-- Exercise --
Exactly the lines from the one with "Target: stone step" through the end of the material are to be output, both included, with no other text.

Top of Working data

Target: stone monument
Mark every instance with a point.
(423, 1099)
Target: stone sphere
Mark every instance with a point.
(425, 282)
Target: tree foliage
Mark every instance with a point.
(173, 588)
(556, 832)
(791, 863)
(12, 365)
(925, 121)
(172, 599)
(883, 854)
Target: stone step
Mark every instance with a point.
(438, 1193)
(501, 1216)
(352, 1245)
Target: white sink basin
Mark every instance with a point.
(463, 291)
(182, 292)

Bottom of Working data

-- Response --
Target: stone step
Mark every instance with a point.
(438, 1193)
(501, 1216)
(352, 1245)
Target: white sink basin
Mark every instance with a point.
(463, 291)
(182, 292)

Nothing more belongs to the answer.